■ Tarefa proposta 1
Reproduza sem nenhuma alteração a passagem do texto sobre o escritor sem leitores que vai de "Com efeito, escrevo" até "de nosso quarto.".

Eis o abismo de minha expressão lírica: não há leitores. Meus textos, poemas ou prosas, estão pré-destinados a um lugar vazio, escuro e oco, onde não há vozes, corações cândidos, joviais; onde só se ouve o gemido das palavras, ávidas por sentir a voz veluda que as acaricie... Sim, a voz de um leitor arguto, enamorado do simbolismo lingüístico, desejoso de explorar a ductilidade da sua língua materna...  As palavras murmuram, lacrimejantes, à espera de uma leitora que as acolha em sua alma, que as embale no berço do coração... Não há, entretanto, voz doutro lado... Nossa relação com a linguagem verbal é tão íntima, intrínseca, que esses adjetivos não qualificam adequadamente essa relação; tal relação – entre homem e linguagem – é tão “una”, que não é comparável à relação entre mãe e filho, que é naturalmente sólida, quando se observa o longo período que se estende da gestação aos primeiros estágios da vida escolar da criança... Todavia, eventualmente, essa relação pode ser rompida... Só mesmo a morte pode separar o falante de sua língua. Ora, uma determinada língua perece, enquanto realidade oral, só se todos os falantes nativos morrerem...
Não, não quero uma leitora experimentada em Lingüística... Tampouco, escrevo a uma leitora versada em Literatura... Escrevo a uma moça que idéio, mas que não é perfeita... Pois a perfeição é uma qualidade de Deus apenas...
Há urros de sentimentos passionais naquele labirinto a que são destinadas as minhas composições escritas...
Com efeito, escrevo a uma leitora a quem talvez nunca tomará conhecimento desse texto... Não ousarei transpor os limites da aparência do leitor idealizado. Por ora, esse texto progride, porque idéio um leitor cujos olhos perpassarão por essas páginas e cujo coração se embeberá em emoção, quer seja alegria, quer seja júbilo, quer seja simpatia, quer seja repugnância, ou experimentará uma sensação de incômodo, semelhante à que sentimos, quando alguém que não nos é afim, fita-nos à porta de nosso quarto. 
Chegam-me ao espírito estas idéias. O leitor a quem destino este texto – e o faço com o peito embebido de satisfação – deve ser uma pessoa que tenha por hábito sentar à frente de um computador a esmo, ou que esteja habituada a elucubrações. São 21h35 min. É domingo. Relutei em compor este texto... Mas as idéias e os sentimentos se inflamavam... Rugiam como leões aprisionados... Os sentimentos, deitados nesta folha de papel, agora adormecem, embalados pela esperança de todo escritor, ou melhor, aspirante a escritor: divisar, do outro lado do muro, uma voz que o chame: “Pule, pule! Venha!”. No entanto, o escritor, já mortificado pela indiferença do mundo, vacila nos seus juízos... Terá a leitora predisposição para acolher sua composição em prosa e, enfadonhamente, subjetiva e especulativa? Que pensará a leitora, ao final da leitura? Quiçá suponha ter sido o “eu” deste texto acometido de uma “loucura verbal”, que o coage a escrever sofregamente. É... talvez tivesse razão a leitora...

■ Tarefa proposta 2
Informe, copiando-as por inteiro, todas as linhas abaixo que contêm a palavra "green". A diferença entre maiúsculas e minúsculas deve ser respeitada.

■ Entradas fornecidas
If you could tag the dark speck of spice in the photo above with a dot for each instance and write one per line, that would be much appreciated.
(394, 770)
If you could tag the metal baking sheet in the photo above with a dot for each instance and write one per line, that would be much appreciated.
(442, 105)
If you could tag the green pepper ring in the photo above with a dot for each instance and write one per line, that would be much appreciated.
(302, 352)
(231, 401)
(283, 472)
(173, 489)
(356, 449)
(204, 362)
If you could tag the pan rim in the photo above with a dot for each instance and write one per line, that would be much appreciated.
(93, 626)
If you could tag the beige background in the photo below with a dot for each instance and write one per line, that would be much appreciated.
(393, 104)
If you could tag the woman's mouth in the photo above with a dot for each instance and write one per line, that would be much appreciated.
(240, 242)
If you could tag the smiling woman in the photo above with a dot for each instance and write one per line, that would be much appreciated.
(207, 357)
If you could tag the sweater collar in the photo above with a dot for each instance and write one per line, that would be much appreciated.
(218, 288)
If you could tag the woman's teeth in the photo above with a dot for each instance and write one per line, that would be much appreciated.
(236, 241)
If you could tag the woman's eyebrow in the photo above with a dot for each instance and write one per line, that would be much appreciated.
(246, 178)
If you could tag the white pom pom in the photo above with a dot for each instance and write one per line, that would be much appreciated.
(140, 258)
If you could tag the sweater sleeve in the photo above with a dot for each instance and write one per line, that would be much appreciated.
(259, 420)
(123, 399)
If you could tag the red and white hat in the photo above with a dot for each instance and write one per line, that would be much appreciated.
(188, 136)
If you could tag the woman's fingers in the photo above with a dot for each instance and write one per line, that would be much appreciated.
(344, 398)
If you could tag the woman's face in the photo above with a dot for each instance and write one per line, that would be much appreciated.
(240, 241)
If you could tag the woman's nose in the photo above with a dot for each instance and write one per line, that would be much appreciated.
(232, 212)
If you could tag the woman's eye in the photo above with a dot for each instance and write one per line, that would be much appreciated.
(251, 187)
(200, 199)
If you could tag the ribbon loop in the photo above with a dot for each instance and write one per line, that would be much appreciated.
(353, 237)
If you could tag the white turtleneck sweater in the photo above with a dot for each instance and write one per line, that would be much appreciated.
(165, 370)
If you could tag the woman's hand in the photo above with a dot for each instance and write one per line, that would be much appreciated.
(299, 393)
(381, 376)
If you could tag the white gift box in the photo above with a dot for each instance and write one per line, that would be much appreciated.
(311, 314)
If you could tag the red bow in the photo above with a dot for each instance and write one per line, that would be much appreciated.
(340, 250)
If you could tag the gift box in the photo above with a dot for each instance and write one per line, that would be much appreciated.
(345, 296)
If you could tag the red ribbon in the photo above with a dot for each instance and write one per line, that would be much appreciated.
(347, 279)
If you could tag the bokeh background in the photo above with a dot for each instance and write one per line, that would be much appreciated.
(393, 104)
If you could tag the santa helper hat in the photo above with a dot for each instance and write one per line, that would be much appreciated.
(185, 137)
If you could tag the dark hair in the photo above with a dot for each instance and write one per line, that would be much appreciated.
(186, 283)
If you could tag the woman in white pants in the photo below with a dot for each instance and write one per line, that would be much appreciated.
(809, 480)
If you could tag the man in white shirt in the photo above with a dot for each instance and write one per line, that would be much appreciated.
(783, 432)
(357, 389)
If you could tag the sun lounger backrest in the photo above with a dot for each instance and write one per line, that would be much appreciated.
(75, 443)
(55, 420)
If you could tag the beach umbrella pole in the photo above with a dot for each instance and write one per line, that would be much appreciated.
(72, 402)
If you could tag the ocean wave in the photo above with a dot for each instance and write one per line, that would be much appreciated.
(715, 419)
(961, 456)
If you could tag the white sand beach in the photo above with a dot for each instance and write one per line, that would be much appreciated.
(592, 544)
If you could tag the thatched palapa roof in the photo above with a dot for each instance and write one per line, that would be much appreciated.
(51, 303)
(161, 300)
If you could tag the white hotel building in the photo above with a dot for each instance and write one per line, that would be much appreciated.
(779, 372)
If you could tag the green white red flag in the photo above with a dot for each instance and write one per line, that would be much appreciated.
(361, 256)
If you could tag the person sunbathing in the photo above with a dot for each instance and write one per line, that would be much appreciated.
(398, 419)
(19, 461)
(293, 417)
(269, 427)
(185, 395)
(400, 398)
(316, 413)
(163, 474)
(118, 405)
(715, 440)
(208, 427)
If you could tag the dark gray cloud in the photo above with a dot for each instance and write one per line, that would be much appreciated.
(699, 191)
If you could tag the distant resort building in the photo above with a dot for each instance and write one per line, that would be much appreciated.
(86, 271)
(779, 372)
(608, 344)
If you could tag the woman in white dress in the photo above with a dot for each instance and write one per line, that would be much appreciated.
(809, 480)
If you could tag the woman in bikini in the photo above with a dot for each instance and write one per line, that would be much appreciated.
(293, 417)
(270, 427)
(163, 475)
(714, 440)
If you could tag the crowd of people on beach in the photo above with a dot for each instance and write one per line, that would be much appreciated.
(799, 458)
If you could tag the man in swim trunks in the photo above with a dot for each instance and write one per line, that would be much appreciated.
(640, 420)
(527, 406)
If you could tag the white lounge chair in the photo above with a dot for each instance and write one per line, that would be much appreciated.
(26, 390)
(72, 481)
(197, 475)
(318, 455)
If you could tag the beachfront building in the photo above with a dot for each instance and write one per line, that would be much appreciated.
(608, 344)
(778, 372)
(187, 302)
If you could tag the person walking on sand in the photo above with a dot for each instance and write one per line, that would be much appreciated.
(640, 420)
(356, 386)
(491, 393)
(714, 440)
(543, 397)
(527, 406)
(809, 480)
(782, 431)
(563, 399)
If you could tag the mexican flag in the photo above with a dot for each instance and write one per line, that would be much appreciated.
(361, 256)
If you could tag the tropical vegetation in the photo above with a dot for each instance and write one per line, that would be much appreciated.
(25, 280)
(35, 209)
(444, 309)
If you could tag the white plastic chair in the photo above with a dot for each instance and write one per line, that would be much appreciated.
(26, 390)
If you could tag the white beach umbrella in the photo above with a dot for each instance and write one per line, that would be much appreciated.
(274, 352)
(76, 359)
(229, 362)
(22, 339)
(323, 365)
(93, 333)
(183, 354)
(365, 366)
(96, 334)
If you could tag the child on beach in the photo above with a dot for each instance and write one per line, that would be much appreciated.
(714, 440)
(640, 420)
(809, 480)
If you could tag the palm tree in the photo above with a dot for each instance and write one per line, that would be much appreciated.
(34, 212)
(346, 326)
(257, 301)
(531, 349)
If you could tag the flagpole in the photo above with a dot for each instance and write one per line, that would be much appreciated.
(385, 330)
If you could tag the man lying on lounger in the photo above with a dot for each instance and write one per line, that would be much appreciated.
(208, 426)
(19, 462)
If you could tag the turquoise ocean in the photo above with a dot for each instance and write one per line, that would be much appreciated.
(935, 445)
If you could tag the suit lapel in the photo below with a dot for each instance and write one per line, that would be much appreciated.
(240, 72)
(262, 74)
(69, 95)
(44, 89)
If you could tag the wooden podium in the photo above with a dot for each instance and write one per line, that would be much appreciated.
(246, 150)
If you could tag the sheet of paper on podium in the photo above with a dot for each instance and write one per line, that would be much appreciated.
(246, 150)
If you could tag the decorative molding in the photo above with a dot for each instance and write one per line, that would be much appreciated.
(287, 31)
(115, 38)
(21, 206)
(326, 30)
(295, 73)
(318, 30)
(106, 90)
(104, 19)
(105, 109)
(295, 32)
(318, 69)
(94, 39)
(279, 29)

■ Resultado do exercício 1
Com efeito, escrevo a uma leitora a quem talvez nunca tomará conhecimento desse texto... Não ousarei transpor os limites da aparência do leitor idealizado. Por ora, esse texto progride, porque idéio um leitor cujos olhos perpassarão por essas páginas e cujo coração se embeberá em emoção, quer seja alegria, quer seja júbilo, quer seja simpatia, quer seja repugnância, ou experimentará uma sensação de incômodo, semelhante à que sentimos, quando alguém que não nos é afim, fita-nos à porta de nosso quarto.

■ Resultado do exercício 2
If you could tag the green pepper ring in the photo above with a dot for each instance and write one per line, that would be much appreciated.
If you could tag the green white red flag in the photo above with a dot for each instance and write one per line, that would be much appreciated.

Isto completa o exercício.